===== Source records

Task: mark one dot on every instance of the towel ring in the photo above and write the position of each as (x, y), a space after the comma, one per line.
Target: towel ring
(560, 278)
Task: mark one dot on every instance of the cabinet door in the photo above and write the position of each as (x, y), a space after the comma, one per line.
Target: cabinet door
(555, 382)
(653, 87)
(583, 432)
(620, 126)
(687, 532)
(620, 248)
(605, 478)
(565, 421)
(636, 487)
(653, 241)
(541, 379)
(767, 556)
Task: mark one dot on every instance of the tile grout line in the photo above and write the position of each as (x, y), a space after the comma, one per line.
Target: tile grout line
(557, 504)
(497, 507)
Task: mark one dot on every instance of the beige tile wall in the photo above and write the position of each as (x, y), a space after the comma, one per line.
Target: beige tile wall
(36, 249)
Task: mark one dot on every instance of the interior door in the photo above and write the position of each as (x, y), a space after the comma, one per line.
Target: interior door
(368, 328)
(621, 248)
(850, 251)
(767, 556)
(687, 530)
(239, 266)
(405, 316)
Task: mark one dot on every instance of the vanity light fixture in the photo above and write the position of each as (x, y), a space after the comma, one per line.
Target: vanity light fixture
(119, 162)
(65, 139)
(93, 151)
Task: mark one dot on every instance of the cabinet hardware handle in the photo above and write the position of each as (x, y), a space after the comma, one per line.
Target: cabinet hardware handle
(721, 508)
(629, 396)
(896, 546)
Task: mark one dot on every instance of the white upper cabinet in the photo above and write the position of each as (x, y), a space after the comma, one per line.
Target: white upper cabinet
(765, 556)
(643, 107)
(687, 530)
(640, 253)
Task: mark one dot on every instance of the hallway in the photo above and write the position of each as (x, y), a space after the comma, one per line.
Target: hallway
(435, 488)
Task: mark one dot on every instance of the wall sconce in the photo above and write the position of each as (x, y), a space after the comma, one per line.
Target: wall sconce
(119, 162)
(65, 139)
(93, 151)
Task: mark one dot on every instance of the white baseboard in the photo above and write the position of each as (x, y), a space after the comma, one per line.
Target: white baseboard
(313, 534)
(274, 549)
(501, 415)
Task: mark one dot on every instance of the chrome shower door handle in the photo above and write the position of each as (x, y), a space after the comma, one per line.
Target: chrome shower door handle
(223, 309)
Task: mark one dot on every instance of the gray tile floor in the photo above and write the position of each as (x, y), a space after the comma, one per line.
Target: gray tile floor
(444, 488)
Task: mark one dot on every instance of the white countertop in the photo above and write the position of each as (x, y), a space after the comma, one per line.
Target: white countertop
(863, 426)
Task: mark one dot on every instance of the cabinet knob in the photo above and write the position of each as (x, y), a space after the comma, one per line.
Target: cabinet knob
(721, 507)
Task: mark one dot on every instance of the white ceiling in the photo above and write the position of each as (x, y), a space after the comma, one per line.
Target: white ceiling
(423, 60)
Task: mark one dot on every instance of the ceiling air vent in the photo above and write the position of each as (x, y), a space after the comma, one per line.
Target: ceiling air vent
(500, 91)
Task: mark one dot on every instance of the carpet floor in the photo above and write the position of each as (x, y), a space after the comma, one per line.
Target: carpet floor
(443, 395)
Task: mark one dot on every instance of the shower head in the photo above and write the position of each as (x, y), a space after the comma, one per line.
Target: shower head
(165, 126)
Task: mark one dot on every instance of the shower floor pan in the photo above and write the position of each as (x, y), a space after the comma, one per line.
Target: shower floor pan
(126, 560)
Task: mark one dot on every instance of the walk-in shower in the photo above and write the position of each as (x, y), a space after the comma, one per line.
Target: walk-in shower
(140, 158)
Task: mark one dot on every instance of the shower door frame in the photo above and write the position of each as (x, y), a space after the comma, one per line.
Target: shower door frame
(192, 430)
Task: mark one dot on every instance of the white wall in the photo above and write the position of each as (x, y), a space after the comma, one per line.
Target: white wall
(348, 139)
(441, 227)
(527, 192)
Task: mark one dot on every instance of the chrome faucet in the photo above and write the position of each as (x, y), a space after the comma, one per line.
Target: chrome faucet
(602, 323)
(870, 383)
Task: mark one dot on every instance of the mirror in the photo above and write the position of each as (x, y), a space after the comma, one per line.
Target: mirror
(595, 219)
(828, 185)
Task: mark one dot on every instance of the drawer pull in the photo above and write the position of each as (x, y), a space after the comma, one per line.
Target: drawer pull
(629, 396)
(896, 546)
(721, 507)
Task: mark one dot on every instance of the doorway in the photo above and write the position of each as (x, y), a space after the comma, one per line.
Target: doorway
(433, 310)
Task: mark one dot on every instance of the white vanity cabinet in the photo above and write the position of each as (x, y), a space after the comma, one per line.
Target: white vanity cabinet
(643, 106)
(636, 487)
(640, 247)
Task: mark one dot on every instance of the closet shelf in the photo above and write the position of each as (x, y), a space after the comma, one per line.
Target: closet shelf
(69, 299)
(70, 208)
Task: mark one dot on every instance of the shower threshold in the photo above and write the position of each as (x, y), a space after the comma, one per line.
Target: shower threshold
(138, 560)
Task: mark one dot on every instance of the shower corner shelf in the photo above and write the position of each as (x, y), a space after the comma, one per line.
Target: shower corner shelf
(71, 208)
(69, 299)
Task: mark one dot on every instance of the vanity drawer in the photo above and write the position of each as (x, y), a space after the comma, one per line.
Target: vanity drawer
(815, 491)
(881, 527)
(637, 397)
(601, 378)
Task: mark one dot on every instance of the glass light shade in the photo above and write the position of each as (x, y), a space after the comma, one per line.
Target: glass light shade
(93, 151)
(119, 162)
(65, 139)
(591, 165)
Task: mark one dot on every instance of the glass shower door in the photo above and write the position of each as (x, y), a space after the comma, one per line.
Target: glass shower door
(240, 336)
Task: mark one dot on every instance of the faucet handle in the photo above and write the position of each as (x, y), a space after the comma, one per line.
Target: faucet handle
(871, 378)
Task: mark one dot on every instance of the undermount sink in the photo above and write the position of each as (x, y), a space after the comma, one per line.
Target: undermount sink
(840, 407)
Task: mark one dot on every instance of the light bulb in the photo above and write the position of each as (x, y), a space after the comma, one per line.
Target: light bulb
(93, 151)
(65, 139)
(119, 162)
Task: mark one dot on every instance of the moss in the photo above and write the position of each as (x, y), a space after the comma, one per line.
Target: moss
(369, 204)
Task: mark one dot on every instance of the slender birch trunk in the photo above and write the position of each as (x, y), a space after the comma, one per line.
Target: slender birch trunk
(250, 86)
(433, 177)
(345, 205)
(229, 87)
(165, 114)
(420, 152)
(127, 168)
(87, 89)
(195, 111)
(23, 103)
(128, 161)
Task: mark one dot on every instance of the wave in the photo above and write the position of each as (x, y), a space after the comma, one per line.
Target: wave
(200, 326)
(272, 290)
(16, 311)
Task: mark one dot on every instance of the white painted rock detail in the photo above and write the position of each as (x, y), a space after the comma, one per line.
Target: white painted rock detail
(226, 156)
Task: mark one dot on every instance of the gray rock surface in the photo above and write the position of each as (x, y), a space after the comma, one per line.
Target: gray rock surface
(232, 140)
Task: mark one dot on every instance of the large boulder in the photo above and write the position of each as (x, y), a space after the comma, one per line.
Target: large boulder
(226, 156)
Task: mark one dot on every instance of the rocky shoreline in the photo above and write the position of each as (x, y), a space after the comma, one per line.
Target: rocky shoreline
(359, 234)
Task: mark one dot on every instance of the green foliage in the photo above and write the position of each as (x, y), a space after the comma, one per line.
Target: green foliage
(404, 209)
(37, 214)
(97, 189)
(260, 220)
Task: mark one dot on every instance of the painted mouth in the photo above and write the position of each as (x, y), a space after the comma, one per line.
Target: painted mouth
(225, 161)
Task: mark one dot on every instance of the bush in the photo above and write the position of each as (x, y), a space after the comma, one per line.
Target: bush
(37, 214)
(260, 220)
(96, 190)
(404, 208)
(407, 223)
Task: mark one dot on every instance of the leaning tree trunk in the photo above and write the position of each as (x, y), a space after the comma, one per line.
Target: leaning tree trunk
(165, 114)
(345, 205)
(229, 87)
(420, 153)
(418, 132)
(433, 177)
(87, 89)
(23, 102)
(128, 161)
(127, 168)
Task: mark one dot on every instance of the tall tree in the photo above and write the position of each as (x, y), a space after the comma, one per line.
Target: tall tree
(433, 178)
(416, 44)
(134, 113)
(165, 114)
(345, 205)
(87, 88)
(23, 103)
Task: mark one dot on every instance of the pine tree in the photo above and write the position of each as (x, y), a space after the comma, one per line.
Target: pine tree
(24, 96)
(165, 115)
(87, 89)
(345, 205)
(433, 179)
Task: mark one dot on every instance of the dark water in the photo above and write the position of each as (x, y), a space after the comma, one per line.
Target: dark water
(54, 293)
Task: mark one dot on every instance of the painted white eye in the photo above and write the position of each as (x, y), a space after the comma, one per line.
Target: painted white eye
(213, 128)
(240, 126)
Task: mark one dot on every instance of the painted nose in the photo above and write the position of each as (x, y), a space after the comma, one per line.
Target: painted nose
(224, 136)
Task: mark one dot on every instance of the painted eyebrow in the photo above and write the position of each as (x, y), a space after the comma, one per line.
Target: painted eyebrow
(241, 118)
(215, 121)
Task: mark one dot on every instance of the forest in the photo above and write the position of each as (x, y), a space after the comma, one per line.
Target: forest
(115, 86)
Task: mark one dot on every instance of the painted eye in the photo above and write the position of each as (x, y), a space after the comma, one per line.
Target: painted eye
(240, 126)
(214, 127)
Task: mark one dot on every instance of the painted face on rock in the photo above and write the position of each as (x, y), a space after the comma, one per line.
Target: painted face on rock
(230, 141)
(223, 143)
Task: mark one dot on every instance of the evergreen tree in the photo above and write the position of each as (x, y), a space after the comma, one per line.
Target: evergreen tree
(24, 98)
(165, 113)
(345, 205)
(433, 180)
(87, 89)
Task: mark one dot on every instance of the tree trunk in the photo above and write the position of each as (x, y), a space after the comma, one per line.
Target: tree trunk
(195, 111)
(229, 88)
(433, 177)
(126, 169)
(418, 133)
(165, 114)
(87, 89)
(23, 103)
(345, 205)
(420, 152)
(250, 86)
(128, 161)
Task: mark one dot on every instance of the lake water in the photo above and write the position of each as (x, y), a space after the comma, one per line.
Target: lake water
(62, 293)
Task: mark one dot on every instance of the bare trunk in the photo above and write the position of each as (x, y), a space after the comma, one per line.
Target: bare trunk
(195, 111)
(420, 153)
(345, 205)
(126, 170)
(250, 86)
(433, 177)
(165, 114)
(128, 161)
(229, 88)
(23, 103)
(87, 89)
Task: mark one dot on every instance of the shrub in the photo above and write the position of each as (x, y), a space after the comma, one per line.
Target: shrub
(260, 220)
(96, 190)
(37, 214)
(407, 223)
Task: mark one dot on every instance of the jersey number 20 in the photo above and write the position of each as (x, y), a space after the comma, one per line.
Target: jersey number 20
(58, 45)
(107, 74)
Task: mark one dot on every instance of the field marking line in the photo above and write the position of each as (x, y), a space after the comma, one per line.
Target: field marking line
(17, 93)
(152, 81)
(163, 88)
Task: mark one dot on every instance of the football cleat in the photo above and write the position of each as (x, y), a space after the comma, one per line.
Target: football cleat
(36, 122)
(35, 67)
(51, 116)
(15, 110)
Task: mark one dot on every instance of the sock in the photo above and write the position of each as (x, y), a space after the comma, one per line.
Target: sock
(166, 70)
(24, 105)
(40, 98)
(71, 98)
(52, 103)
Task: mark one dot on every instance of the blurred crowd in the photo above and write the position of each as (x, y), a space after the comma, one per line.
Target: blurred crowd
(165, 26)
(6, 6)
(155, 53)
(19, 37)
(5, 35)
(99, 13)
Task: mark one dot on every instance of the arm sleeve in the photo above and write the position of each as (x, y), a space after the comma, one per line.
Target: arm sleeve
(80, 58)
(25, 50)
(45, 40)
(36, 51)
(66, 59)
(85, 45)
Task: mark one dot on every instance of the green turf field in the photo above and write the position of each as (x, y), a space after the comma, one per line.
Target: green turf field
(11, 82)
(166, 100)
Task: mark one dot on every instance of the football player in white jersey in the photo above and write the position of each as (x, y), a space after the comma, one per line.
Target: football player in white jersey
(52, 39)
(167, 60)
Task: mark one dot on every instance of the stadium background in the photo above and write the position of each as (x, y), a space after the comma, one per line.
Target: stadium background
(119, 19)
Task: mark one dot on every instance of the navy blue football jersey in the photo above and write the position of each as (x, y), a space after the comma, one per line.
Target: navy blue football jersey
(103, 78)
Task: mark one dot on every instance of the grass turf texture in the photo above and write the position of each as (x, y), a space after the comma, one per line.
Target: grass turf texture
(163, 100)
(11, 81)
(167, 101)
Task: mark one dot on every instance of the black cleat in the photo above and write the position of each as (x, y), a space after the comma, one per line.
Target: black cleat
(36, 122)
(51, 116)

==========

• [Exercise aim]:
When the line containing "Task: mark one dot on every instance of the cabinet door" is reached, include it and stop. Until then, output each line of the entries exactly as given, starting from the first.

• [Solution below]:
Task: mark one dot on every instance of the towel ring in the photo above and write the position of each as (x, y), a space after the comma, one per line.
Target: towel ring
(560, 278)
Task: mark one dot on every instance of the cabinet door in the photo above and write the position of each as (x, y), a space after the comma, one per line.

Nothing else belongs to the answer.